◆ Given problem
Please rewrite the lines below, swapping "Point out" for "Show" wherever it occurs and leaving everything else unchanged.

[Source data]
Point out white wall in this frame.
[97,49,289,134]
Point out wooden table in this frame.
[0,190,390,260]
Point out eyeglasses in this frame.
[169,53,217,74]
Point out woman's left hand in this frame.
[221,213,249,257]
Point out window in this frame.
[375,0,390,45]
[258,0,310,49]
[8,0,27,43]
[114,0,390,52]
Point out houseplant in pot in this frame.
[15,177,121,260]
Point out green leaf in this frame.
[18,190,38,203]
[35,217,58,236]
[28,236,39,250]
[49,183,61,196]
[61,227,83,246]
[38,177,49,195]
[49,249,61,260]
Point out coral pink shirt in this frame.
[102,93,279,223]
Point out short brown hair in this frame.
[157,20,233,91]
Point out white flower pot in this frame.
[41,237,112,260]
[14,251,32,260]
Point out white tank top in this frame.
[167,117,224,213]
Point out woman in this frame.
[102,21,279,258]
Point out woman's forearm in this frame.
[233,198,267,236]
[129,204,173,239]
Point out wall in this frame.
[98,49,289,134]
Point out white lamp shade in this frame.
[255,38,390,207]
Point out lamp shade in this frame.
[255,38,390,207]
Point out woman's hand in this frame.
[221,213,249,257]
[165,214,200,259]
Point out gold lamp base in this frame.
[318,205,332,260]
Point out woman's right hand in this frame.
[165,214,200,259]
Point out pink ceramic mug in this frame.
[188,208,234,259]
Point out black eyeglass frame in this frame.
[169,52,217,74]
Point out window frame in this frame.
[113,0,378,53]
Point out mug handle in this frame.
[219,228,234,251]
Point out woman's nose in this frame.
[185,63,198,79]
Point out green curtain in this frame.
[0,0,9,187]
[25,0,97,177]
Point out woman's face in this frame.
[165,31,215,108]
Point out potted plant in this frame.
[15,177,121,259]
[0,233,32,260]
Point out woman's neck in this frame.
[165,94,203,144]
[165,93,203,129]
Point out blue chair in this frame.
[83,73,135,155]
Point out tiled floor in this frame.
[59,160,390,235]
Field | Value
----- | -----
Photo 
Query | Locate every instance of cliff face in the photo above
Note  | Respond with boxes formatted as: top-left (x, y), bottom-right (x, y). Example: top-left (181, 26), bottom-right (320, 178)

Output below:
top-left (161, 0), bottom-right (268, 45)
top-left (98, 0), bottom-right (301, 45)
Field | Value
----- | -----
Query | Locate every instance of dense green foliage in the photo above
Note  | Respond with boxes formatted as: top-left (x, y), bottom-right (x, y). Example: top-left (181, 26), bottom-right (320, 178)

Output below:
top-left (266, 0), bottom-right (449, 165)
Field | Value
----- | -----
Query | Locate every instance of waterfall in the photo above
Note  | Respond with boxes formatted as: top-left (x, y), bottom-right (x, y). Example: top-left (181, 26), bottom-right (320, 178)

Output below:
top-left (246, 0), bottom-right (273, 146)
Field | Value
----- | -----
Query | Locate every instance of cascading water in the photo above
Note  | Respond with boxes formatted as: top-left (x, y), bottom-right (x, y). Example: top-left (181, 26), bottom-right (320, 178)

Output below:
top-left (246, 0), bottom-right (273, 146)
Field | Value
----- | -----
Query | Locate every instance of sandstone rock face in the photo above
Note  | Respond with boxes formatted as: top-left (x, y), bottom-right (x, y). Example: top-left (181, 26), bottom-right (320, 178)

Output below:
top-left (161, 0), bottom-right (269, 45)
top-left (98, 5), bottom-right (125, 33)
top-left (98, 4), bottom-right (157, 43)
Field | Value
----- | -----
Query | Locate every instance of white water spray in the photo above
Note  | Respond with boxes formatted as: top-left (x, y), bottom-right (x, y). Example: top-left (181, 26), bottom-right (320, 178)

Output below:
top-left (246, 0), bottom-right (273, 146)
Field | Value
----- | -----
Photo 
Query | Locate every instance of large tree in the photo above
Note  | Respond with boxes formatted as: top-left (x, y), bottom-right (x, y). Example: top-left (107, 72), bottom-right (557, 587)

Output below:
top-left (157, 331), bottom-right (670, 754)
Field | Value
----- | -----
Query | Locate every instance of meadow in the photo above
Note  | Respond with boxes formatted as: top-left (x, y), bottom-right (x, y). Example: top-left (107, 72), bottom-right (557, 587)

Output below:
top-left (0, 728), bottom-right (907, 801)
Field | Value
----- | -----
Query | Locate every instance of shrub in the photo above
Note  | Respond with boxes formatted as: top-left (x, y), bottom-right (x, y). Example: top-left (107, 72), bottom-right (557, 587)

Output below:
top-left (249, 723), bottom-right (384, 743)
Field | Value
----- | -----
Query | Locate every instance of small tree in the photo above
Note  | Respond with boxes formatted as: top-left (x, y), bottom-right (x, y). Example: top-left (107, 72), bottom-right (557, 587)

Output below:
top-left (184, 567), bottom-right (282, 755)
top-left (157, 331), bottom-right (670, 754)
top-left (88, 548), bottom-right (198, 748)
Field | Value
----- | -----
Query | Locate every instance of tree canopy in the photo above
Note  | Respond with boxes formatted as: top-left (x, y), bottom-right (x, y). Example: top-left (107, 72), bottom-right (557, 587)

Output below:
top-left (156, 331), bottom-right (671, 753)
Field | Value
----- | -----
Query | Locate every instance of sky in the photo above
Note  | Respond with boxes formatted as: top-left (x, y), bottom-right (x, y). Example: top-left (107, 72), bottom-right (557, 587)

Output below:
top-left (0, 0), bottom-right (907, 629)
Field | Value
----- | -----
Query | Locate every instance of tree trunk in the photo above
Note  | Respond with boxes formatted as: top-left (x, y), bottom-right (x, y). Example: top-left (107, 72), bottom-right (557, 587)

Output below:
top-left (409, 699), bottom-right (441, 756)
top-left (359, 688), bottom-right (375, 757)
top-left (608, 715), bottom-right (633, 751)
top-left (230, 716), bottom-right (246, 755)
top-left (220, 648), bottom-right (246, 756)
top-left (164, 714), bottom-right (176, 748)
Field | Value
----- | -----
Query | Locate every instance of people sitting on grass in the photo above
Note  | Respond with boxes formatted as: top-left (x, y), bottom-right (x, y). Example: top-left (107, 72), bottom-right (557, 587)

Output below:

◆ Correct response
Show white wall in this frame.
[97,49,289,134]
Show wooden table in this frame.
[0,190,390,260]
Show eyeglasses in this frame.
[169,53,217,74]
Show woman's left hand in this frame.
[221,213,249,257]
Show window in this frame.
[375,0,390,45]
[258,0,310,49]
[8,0,27,43]
[114,0,390,52]
Show houseplant in pot in this frame.
[15,177,121,260]
Show green leaf in this frame.
[18,190,38,203]
[35,217,58,236]
[28,236,39,250]
[49,183,61,196]
[61,227,83,246]
[38,177,49,195]
[49,249,61,260]
Show coral pink shirt in this frame.
[102,93,279,223]
Show short brown hair in this frame.
[157,20,233,91]
Show white flower pot in this frame.
[41,237,112,260]
[14,251,32,260]
Show white tank top in this frame.
[167,117,224,213]
Show woman in this frame.
[102,21,279,258]
Show woman's forearm in this frame.
[233,198,267,236]
[129,204,173,239]
Show wall in this frame.
[98,49,289,134]
Show white lamp shade in this frame.
[255,38,390,207]
Show lamp shade in this frame.
[255,38,390,207]
Show woman's hand in this frame.
[221,213,249,257]
[165,214,200,259]
Show gold lamp base in this frame.
[318,205,332,260]
Show woman's right hand in this frame.
[165,214,200,259]
Show pink ceramic mug in this frame.
[188,208,234,259]
Show black eyeglass frame in this frame.
[169,52,217,74]
Show window frame in this frame.
[113,0,378,53]
Show mug handle in this frame.
[219,228,234,251]
Show woman's nose in this frame.
[185,63,198,79]
Show green curtain in this frame.
[0,0,9,187]
[25,0,97,177]
Show woman's face in this frame.
[165,31,215,108]
Show potted plant in this frame.
[15,177,121,259]
[0,233,32,260]
Show woman's neck in this frame.
[165,94,203,144]
[165,93,203,129]
Show blue chair in this frame.
[83,73,135,155]
Show tiled floor in this frame.
[59,160,390,235]
Field | Value
----- | -----
Photo 
Query | Locate every instance of cliff face in the photo above
Note  | Respond with boxes formatted as: top-left (x, y), bottom-right (x, y). Example: top-left (181, 26), bottom-right (320, 178)

Output below:
top-left (161, 0), bottom-right (268, 45)
top-left (98, 0), bottom-right (301, 45)
Field | Value
----- | -----
Query | Locate every instance of dense green foliage in the photo above
Note  | Respond with boxes formatted as: top-left (x, y), bottom-right (x, y). Example: top-left (181, 26), bottom-right (320, 178)

Output below:
top-left (266, 0), bottom-right (449, 165)
Field | Value
----- | -----
Query | Locate every instance of waterfall in the photo above
Note  | Respond with boxes formatted as: top-left (x, y), bottom-right (x, y). Example: top-left (181, 26), bottom-right (320, 178)

Output below:
top-left (246, 0), bottom-right (273, 146)
Field | Value
----- | -----
Query | Locate every instance of cascading water in the photo above
Note  | Respond with boxes formatted as: top-left (x, y), bottom-right (x, y). Example: top-left (181, 26), bottom-right (320, 178)

Output below:
top-left (246, 0), bottom-right (273, 146)
Field | Value
----- | -----
Query | Locate every instance of sandstone rock face in the photo above
Note  | Respond with boxes formatted as: top-left (x, y), bottom-right (x, y). Example: top-left (181, 26), bottom-right (320, 178)

Output below:
top-left (161, 0), bottom-right (269, 45)
top-left (98, 5), bottom-right (125, 33)
top-left (98, 4), bottom-right (157, 43)
Field | Value
----- | -----
Query | Locate every instance of white water spray in the photo above
Note  | Respond with boxes formatted as: top-left (x, y), bottom-right (x, y). Example: top-left (181, 26), bottom-right (320, 178)

Output below:
top-left (246, 0), bottom-right (273, 146)
Field | Value
----- | -----
Photo 
Query | Locate every instance of large tree in the photo above
Note  | Respond with boxes formatted as: top-left (x, y), bottom-right (x, y). Example: top-left (107, 72), bottom-right (557, 587)

Output below:
top-left (157, 331), bottom-right (670, 754)
Field | Value
----- | -----
Query | Locate every instance of meadow in the photo above
Note  | Respond with boxes formatted as: top-left (x, y), bottom-right (x, y). Example: top-left (107, 72), bottom-right (557, 587)

Output below:
top-left (0, 728), bottom-right (907, 801)
Field | Value
----- | -----
Query | Locate every instance of shrub in the photo above
Note  | Respond with boxes formatted as: top-left (x, y), bottom-right (x, y). Example: top-left (107, 72), bottom-right (557, 587)

Output below:
top-left (249, 723), bottom-right (384, 743)
Field | Value
----- | -----
Query | Locate every instance of small tree in the photo above
Note  | Respond with boxes formatted as: top-left (x, y), bottom-right (x, y). Example: top-left (107, 72), bottom-right (557, 587)

Output below:
top-left (184, 567), bottom-right (282, 755)
top-left (157, 331), bottom-right (670, 754)
top-left (88, 548), bottom-right (198, 748)
Field | Value
----- | -----
Query | Locate every instance of tree canopy in the photo above
Note  | Respond with boxes formatted as: top-left (x, y), bottom-right (x, y). Example: top-left (107, 72), bottom-right (557, 587)

Output below:
top-left (156, 331), bottom-right (671, 753)
Field | Value
----- | -----
Query | Locate every instance of sky in the photo above
Note  | Respond with boxes formatted as: top-left (x, y), bottom-right (x, y). Example: top-left (107, 72), bottom-right (557, 587)

Output below:
top-left (0, 0), bottom-right (907, 629)
Field | Value
----- | -----
Query | Locate every instance of tree trunk in the photo above
Note  | Respond with boxes formatted as: top-left (x, y), bottom-right (x, y). Example: top-left (107, 72), bottom-right (557, 587)

Output below:
top-left (409, 699), bottom-right (441, 756)
top-left (359, 688), bottom-right (375, 757)
top-left (608, 715), bottom-right (633, 751)
top-left (230, 716), bottom-right (246, 755)
top-left (220, 648), bottom-right (246, 756)
top-left (164, 714), bottom-right (176, 748)
Field | Value
----- | -----
Query | Locate every instance of people sitting on grass in the photo above
Note  | Respond with boxes formatted as: top-left (x, y), bottom-right (x, y). Example: top-left (107, 72), bottom-right (557, 587)

Output below:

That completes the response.